### Text shown
.....

Weight Loss and Inflammation
Some of the patients trying to lose weight were not able to achieve satisfactory outcomes although they were strictly adhering to my recommendations for caloric intake, diet modifications, and exercise. Weight loss has been another area of interest to me for many years. There are few topics in medicine that receive as much attention by the media and the general public. Magazines and blogs are full of newly invented diets and the total U.S. weight-loss market is a $72 billion industry. Weight Watchers, Atkins, South Beach, Bulletproof, The Whole 30, Paleo, you name it…. Why are there so many new diets each year if one of them would really work for the majority of people?
In my 24 years of practice, I have talked to people for which one or the other of these diets worked well. But I have talked to many more who were not able to achieve sufficient results with any of these. Clearly the topic of weight-loss is complex and complicated in the least. I do not want to say that avoiding certain foods will be the answer to achieving weight-loss for everyone. But I have seen plenty of patients throughout the years who were really adamant about following whatever was prescribed but were not able to shed more than a few pounds. For many of those avoiding foods that caused them systemic inflammation finally did the trick. One of my patients recently lost 14 lbs in two weeks and made no changes other than to avoid foods that can cause systemic inflammation.
Chinese Medicine and Inflammation
Chinese medicine calls inflammation ‘fire’ or ‘heat’. It’s a very old medical system with terminology that has not changed very much in the last 3000 years. It has always explained inflammatory conditions as mostly caused by faulty diets and stress. Those conditions were largely found in the West where people had poor diet and way too much stress.
For over 850 years Chinese medicine held the belief that the immune system is rooted in the digestive system. The root of immune-problems is addressed by healing the digestive system. I had seen great results in treating allergies and autoimmune conditions purely with Chinese medicine applying these very principles. I have always tried to explain everything I learned about Chinese medicine theory in the scientific model if possible. Maybe I feel this urge because I was first trained in Western medicine. But with this piece, I always struggled. There was really no literature talking about a direct link of the gut and the immune system that would satisfy me. This changed with the research of the gut microbiome.
Clarification at Last
It made me very happy when a few years ago I finally read the first article written by Justin Sonnenburg, Ph.D., assistant professor in the Department of Microbiology and Immunology at the Stanford University School of Medicine, explaining how the gut microbiota in a way are really the core of our immune system. After almost 20 years of pondering I finally knew Chinese medicine was right :)
Healing allergies and helping people lose weight makes a huge difference in the lives of those suffering. Simple cases, like seasonal allergies or allergies to dust and animal dander, should not go untreated, with simple and quick solutions available. People who are really committed to losing weight should be able to do so. And allergy sufferers should not be locked into infinitely treating symptoms when there are ways to address the cause and bring lasting relief. The same holds true for many autoimmune diseases.

.....

### Provided material
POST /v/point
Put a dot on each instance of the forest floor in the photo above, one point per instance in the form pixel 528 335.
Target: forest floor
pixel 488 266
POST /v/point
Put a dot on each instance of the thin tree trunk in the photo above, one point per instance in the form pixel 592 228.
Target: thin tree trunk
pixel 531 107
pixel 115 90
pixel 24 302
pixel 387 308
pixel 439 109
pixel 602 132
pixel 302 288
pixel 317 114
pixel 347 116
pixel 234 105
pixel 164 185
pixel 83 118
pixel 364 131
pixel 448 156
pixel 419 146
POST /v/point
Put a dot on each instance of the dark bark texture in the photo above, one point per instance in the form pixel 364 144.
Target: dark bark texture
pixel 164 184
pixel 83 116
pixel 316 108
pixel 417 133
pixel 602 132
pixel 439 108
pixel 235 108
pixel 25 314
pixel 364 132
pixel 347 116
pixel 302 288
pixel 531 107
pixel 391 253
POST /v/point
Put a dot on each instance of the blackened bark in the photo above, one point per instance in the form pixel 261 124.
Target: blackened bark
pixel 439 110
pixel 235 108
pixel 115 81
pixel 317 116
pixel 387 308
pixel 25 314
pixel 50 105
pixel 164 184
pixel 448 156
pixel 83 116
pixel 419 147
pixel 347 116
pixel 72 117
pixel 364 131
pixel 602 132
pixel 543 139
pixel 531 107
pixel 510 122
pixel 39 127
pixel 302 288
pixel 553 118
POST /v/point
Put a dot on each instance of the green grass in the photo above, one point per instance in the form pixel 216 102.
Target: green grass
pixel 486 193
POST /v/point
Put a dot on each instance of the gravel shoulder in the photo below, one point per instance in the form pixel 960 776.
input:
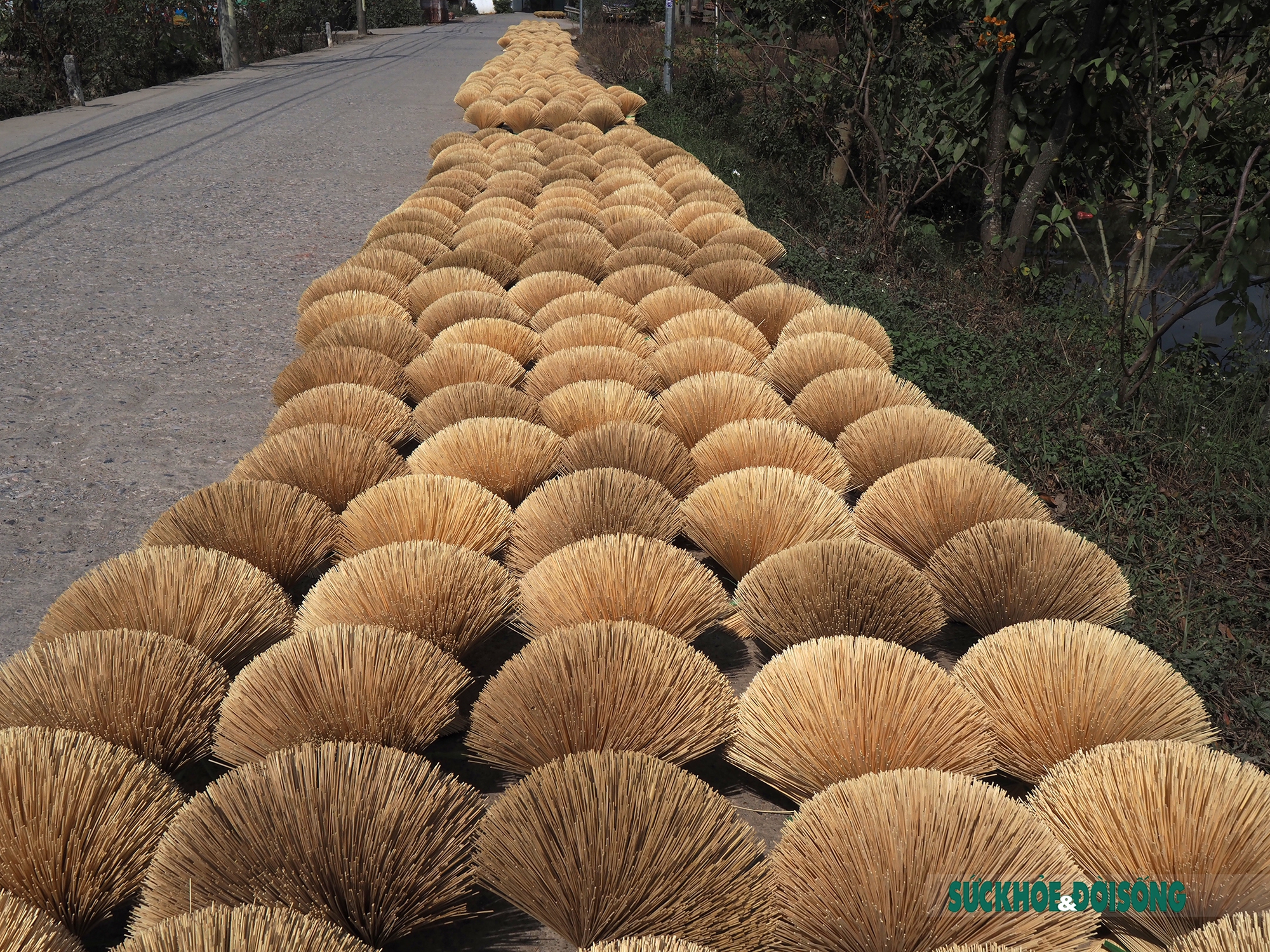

.....

### What to do
1. Duplicate the passage of the text on weight loss and inflammation from "Healing allergies and" up to and including "many autoimmune diseases.".
2. List every diet that the text on weight loss and inflammation names.

### Answers to the exercises
1.
Healing allergies and helping people lose weight makes a huge difference in the lives of those suffering. Simple cases, like seasonal allergies or allergies to dust and animal dander, should not go untreated, with simple and quick solutions available. People who are really committed to losing weight should be able to do so. And allergy sufferers should not be locked into infinitely treating symptoms when there are ways to address the cause and bring lasting relief. The same holds true for many autoimmune diseases.

2. Weight Watchers, Atkins, South Beach, Bulletproof, The Whole 30, Paleo